[Object position labeling lines]
☆ ☆ ☆ ☆ ☆ ☆ ☆
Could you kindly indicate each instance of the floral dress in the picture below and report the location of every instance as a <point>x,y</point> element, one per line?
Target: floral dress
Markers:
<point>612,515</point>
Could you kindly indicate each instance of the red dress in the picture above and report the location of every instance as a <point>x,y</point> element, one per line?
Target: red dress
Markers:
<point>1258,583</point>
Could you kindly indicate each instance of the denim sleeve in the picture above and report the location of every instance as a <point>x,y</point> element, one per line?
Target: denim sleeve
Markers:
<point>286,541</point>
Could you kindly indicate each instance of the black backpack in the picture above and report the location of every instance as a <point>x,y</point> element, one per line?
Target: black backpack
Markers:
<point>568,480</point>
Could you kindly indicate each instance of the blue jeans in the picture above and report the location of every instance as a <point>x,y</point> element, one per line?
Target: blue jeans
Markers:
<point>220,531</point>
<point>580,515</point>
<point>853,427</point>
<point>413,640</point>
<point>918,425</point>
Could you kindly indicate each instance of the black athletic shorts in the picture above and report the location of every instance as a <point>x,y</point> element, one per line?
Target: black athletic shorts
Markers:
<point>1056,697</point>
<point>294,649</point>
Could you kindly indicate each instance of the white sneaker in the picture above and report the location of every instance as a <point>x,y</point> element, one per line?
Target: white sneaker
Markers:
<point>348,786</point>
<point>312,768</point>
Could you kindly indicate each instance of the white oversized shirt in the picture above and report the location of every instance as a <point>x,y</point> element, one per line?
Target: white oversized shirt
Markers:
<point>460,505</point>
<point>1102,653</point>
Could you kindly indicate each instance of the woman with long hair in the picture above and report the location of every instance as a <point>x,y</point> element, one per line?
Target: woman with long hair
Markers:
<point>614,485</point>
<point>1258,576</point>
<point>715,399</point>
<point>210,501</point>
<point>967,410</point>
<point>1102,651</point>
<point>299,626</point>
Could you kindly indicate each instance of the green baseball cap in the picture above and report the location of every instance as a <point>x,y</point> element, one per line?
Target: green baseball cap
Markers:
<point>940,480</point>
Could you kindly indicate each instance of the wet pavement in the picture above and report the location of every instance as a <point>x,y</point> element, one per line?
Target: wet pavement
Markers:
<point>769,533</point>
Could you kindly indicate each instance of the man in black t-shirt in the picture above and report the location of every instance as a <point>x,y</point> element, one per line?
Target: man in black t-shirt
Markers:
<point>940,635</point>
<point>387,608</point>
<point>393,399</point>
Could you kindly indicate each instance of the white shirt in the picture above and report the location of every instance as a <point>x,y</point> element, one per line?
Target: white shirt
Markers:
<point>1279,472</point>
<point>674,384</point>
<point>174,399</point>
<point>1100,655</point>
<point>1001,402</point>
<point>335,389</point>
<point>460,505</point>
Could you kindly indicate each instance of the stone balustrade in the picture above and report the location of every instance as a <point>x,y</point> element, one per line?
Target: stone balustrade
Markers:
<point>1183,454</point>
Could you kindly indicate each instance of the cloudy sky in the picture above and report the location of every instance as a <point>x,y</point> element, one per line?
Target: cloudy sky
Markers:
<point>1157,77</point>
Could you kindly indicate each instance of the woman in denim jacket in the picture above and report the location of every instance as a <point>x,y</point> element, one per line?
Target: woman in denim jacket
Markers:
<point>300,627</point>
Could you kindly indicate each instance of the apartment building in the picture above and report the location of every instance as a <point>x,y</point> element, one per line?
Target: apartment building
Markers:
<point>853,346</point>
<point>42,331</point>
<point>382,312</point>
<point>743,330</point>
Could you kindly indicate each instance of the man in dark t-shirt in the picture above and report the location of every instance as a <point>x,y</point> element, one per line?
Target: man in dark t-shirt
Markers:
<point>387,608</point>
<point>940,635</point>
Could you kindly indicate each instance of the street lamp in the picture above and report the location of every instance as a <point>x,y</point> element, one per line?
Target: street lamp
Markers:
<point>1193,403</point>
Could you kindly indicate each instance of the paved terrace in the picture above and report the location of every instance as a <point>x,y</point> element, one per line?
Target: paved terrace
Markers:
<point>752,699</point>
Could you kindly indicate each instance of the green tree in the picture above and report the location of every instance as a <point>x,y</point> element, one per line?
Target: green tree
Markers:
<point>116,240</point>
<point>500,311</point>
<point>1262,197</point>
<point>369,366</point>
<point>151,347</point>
☆ ☆ ☆ ☆ ☆ ☆ ☆
Convert the lines above into a numbered list, leaving out any blank lines.

Response below:
1. Could you kindly indicate each instance of the floral dress in the picture below and report the location of every instance as a <point>x,y</point> element, one per line?
2. Target: floral dress
3. Markers:
4. <point>612,515</point>
5. Could you kindly indicate each instance of the red dress in the picture above and report the location of every instance as a <point>x,y</point> element, one per line?
6. Target: red dress
7. Markers:
8. <point>1258,583</point>
9. Could you kindly indicate each instance of the denim sleeve in the picture above and report the location of every instance as a <point>x,y</point> element, one per line?
10. Target: denim sleeve
11. Markers:
12. <point>286,541</point>
13. Could you kindly indicate each instance of the black backpack in the picture above and report the location of every instance as a <point>x,y</point> element, one per line?
14. Target: black backpack
15. Markers:
16. <point>568,480</point>
17. Could you kindly indicate each instance of the blue jeans in the picture above and report the location of every instance as a <point>x,y</point> element, one per line?
18. Target: blue jeans
19. Markers:
20. <point>220,531</point>
21. <point>580,515</point>
22. <point>853,427</point>
23. <point>413,640</point>
24. <point>918,425</point>
25. Could you kindly indicate each instance of the black athletic shorts in the picture above and report the location of every instance as a <point>x,y</point> element, one per line?
26. Target: black athletic shorts
27. Markers:
28. <point>1056,697</point>
29. <point>294,649</point>
30. Could you kindly indicate each instance of the white sneaker in the picture above and report the location of every instance as a <point>x,y</point> element, one per line?
31. Target: white sneaker
32. Markers:
33. <point>348,786</point>
34. <point>312,768</point>
35. Could you kindly indicate each instance of the white oversized shirt in the picture above and report the location of every instance as a <point>x,y</point> element, one per line?
36. Target: white oversized shirt
37. Markers:
38. <point>460,505</point>
39. <point>1102,653</point>
40. Could you kindly indicate each instance of the woman with long hair in the picture above and report the location of every instance as a <point>x,y</point> element, one per line?
41. Target: woman with long hair
42. Markers:
43. <point>614,485</point>
44. <point>1258,576</point>
45. <point>715,399</point>
46. <point>210,501</point>
47. <point>967,410</point>
48. <point>1102,651</point>
49. <point>299,626</point>
50. Could you kindly indicate each instance of the green baseball cap in the picture above and report the location of every instance as a <point>x,y</point> element, one per line?
51. Target: green baseball cap
52. Markers:
53. <point>940,480</point>
54. Could you kindly indicate each instance of the wet pavement in the picture above and report the location of every instance as a <point>x,y</point> element, one per line?
55. Target: wet pavement
56. Markers:
57. <point>769,533</point>
58. Could you kindly indicate each instance of the man in black t-shirt in the picture above and report the location of every instance as a <point>x,y</point> element, one per line?
59. Target: man in black t-shirt
60. Markers:
61. <point>940,635</point>
62. <point>387,608</point>
63. <point>393,399</point>
64. Could you kindly indicate each instance of the white shirt in the picture above and report the location of every instance as a <point>x,y</point> element, one per line?
65. Target: white shirt
66. Markers:
67. <point>1279,472</point>
68. <point>674,384</point>
69. <point>174,399</point>
70. <point>1100,655</point>
71. <point>1001,402</point>
72. <point>335,389</point>
73. <point>460,505</point>
74. Could you kindly indicate each instance of the stone balustrade in the picture above and report the location of every instance as a <point>x,y</point> element, one per line?
75. Target: stone balustrade
76. Markers:
77. <point>1183,454</point>
78. Could you kindly indicate each instance of the cloudy sky in the picture above and report the location of every instance as a <point>x,y</point> element, one per line?
79. Target: cloudy sky
80. Markers:
81. <point>1157,77</point>
82. Could you kindly indicate each instance of the woman in denim jacket in the picture above and report the location of every instance as a <point>x,y</point> element, one per line?
83. Target: woman in denim jacket
84. Markers:
85. <point>300,627</point>
86. Could you kindly indicate each instance of the apartment building in the picture above and report the location of every instance as a <point>x,y</point> element, one per line?
87. Target: apartment building
88. Markers:
89. <point>853,346</point>
90. <point>42,331</point>
91. <point>382,312</point>
92. <point>743,330</point>
93. Could you kindly indicate each instance of the man in dark t-shirt in the picture above and report the location of every instance as a <point>x,y</point> element, one per line?
94. Target: man in dark t-shirt
95. Markers:
96. <point>387,608</point>
97. <point>940,635</point>
98. Could you kindly indicate each instance of the street lamp in the picture above and report the location of every instance as a <point>x,y</point> element, one per line?
99. Target: street lamp
100. Markers:
101. <point>1193,403</point>
102. Could you kindly indicate each instance of the paved terrace in the picture above and report the location of every instance as a <point>x,y</point> element, one per line?
103. Target: paved terrace
104. Markers:
105. <point>752,699</point>
106. Could you kindly indicate each instance of the green tree in the picture above and report the location of every instance as a <point>x,y</point> element, one per line?
107. Target: green tree
108. Markers:
109. <point>116,240</point>
110. <point>500,311</point>
111. <point>1262,197</point>
112. <point>369,366</point>
113. <point>151,347</point>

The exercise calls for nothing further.